**DOCUMENT SEGMENT**
Haile Debas Reflects on the Election of Dr. Tedros as WHO Director-General

By Haile Debas, MD

Tedros Adhanom Ghebreyesus, Director-General of the World Health Organization
Dr. Tedros Adhanom Ghebreyesus, WHO Director-General

When I called Ethiopia to speak to my nephew on May 23, I could hear music, laughter and cheers in the background. Africa was rejoicing because, for the first time, one of its sons was elected Director-General of the World Health Organization (WHO). The celebration was particularly raucous in the bars, restaurants and nightclubs in Addis Ababa and wherever there was a concentration of Ethiopian diaspora.

In Vancouver, Canada, where I was holidaying when Dr. Tedros Adhanom Ghebreyesus’s election was announced, the Axum Ethiopian Restaurant opened its doors to Ethiopian residents of the city for a most festive dinner punctuated by frequent toasts and cheers. The Ethiopians had always believed that Dr. Tedros was the strongest candidate for the post. But they also knew that the election of the WHO Director-General was always political. One difference this time was that the ballot was secret.

Dr. Tedros, known for his research in malaria, is a biologist, infectious disease immunologist, and community health expert. He served as the Ethiopian Minister of Health and subsequently as the Minister of Foreign Affairs, thus bringing a rich experience in public health, health care administration, and international diplomacy to his new post. It is this relevant experience combined with an enviable record of solid achievement that enabled him to be elected against two formidable finalists: Dr. David Nabarro of Great Britain and Dr. Sania Nishtar, a cardiologist and former Minister of Health of Pakistan.

As Minister of Health, Dr. Tedros implemented far-reaching health reforms that transformed the Ethiopian healthcare system. He trained 40,000 “Health Extension Workers,” mostly women, and assigned two of them to every village. He also initiated the building of some 12 medical schools, greatly increasing the number of doctors. During his tenure, he garnered the trust and respect of key global health funders, who were comfortable in investing generously in the Ethiopian health care revolution. Maternal and fetal mortality and mortality from AIDS, malaria and tuberculosis were cut drastically.

A difficult path lays ahead for Dr. Tedros, made even more so by, perhaps, unrealistic expectations of the global community. A number of factors have reduced confidence in and threatened the relevance of WHO. As a membership organization, its deliberations and decisions have to be made by consensus of its 194 member states. It has been accused of burdensome bureaucracy and inefficiency. Two very important programs that should have been part of a well-functioning WHO are not: the United Nations Program on HIV/AIDS (UNAIDS) and the Global Fund to Fight AIDS, Tuberculosis and Malaria. Only 20 percent of its budget comes from member nations, while for the remaining 80 percent it is dependent on major donors such as the US, UK, EU, Norway, the Gates Foundation and others. President Trump’s budget is likely to have adverse effect on the US contribution. It is clear, therefore, that the new WHO Director-General has a steep hill to climb.

In his acceptance speech to the UN General Assembly, Dr. Tedros showed just what kind of man he is. In talking about the election and the three finalists, of which he was one, he said: “The bottom-line is the world needs all three of us,” and pledged to work with his rivals. Given the enormity of the task ahead of him, he identified a few clear priorities:

  • Make universal health coverage a central priority
  • Build efficient and accountable governance
  • Build effective partnerships
  • Always focus on the most vulnerable

He is a man of vision and integrity who believes in clear goals and outcome measurements. His track record shows that he is a great implementer. He appears to have global support and goodwill. I have every confidence he will be a successful Director-General.

Finally, despite the hard times and sagging influence the WHO might have experienced in the past, it remains an indispensable organization to coordinate global efforts to prevent, declare and control pandemics and to set international standards. All nations and the global community, in general, must support WHO so that its authority and funding is commensurate with its responsibilities.

As a fellow countryman, I say to Dr. Tedros: godspeed and may success meet you at every turn.

Haile Debas, MD is UCSF Chancellor Emeritus and the founder of UCSF Global Health Sciences.

**YOUR ASSIGNMENT**
According to the article on Dr. Tedros's election as WHO Director-General, what priorities did he identify in his acceptance speech? List all of them.

**Natural-language descriptions of regions**
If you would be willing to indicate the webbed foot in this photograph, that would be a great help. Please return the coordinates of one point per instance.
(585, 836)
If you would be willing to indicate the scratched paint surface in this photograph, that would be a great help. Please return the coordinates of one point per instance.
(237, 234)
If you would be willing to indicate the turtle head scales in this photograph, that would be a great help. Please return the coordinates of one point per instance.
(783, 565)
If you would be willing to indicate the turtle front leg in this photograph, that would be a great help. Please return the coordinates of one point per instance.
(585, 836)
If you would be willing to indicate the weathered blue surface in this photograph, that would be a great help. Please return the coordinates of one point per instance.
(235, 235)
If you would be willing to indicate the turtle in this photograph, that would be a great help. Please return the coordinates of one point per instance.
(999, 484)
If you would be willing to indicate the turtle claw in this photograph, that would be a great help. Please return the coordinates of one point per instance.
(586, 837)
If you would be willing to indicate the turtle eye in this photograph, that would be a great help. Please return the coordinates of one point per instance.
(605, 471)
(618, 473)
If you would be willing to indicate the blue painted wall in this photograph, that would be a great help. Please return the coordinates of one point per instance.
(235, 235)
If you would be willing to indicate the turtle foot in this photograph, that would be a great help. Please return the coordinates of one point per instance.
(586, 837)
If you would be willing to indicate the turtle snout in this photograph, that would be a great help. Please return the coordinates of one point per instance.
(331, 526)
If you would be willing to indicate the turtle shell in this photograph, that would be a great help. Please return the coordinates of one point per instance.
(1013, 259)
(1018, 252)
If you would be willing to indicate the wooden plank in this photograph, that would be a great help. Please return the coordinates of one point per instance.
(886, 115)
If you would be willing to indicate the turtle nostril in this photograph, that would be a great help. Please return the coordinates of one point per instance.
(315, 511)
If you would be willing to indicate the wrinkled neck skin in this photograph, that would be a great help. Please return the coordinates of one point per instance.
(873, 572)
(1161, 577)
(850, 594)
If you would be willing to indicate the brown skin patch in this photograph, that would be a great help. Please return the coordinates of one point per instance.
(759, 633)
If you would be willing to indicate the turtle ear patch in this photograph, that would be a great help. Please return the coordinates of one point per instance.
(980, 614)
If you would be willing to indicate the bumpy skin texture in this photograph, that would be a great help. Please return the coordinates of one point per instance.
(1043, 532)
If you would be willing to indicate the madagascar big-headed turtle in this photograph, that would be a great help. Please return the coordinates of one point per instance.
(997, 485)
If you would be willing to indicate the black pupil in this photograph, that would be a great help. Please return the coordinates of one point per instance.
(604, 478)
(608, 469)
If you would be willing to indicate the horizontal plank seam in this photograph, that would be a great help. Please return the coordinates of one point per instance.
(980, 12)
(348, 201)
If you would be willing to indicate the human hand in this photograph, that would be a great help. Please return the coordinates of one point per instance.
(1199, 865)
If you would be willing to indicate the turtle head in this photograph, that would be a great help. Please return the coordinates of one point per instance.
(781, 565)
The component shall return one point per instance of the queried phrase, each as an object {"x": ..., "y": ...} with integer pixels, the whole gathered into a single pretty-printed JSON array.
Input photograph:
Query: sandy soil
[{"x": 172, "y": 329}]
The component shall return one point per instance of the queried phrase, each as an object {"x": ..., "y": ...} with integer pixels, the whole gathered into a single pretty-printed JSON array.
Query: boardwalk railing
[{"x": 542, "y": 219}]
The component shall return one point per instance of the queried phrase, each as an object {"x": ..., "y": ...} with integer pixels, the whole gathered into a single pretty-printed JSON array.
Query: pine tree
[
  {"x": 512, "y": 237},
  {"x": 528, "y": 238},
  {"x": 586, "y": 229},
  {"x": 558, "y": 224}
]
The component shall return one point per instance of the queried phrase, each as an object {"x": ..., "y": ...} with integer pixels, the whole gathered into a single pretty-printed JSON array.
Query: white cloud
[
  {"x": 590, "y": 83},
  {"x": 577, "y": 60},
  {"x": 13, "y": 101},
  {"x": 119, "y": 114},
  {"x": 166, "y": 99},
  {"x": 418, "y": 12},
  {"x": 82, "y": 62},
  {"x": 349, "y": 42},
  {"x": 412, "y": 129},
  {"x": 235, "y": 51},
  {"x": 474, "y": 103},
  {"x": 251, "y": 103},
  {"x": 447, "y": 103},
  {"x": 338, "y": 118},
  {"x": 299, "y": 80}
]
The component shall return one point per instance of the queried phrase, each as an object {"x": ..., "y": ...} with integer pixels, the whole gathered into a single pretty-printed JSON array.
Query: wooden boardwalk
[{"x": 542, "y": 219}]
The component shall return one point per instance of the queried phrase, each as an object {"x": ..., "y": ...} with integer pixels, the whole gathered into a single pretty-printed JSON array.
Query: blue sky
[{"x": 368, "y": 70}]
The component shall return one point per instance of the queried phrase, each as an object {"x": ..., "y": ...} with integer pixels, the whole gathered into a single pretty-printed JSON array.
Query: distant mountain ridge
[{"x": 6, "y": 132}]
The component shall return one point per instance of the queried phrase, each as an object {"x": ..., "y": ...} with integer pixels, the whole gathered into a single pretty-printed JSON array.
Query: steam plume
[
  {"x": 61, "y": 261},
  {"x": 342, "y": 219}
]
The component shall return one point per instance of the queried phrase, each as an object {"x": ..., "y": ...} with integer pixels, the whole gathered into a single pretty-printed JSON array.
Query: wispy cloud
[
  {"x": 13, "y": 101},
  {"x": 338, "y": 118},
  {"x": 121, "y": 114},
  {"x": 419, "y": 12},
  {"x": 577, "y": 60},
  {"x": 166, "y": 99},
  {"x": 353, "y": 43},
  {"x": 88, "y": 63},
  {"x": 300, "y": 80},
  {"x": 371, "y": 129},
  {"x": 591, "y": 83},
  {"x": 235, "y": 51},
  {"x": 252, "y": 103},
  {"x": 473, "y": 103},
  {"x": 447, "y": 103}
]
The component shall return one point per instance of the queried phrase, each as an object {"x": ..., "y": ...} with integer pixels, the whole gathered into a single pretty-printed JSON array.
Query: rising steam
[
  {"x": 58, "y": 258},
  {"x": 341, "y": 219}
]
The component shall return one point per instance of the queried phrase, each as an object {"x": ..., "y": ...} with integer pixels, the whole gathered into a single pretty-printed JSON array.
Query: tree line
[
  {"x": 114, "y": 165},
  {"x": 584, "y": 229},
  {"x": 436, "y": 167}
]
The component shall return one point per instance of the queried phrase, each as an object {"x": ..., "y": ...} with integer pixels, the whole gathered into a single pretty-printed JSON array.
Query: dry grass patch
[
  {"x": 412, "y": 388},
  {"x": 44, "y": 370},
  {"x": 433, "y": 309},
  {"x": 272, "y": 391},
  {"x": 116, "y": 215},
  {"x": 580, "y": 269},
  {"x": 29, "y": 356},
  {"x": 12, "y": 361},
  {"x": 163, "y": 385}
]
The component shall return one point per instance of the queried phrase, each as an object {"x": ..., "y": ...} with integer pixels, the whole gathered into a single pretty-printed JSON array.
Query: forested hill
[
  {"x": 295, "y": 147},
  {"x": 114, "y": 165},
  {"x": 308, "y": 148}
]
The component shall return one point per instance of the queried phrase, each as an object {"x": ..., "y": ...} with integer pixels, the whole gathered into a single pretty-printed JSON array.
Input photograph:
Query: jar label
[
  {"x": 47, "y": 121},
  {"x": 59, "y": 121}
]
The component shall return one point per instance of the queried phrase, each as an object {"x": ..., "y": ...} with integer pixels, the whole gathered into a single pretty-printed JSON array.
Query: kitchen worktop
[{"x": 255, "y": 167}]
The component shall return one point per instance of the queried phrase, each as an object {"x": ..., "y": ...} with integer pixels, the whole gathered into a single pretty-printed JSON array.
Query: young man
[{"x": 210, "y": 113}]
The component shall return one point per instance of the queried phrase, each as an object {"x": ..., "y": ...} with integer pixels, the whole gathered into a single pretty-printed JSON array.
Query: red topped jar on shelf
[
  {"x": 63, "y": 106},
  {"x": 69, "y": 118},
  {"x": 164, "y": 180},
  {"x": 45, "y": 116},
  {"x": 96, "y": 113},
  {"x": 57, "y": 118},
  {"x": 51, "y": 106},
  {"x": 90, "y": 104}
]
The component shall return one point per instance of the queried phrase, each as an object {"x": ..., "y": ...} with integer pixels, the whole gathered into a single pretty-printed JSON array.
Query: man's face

**ANSWER TO THIS PROBLEM**
- Make universal health coverage a central priority
- Build efficient and accountable governance
- Build effective partnerships
- Always focus on the most vulnerable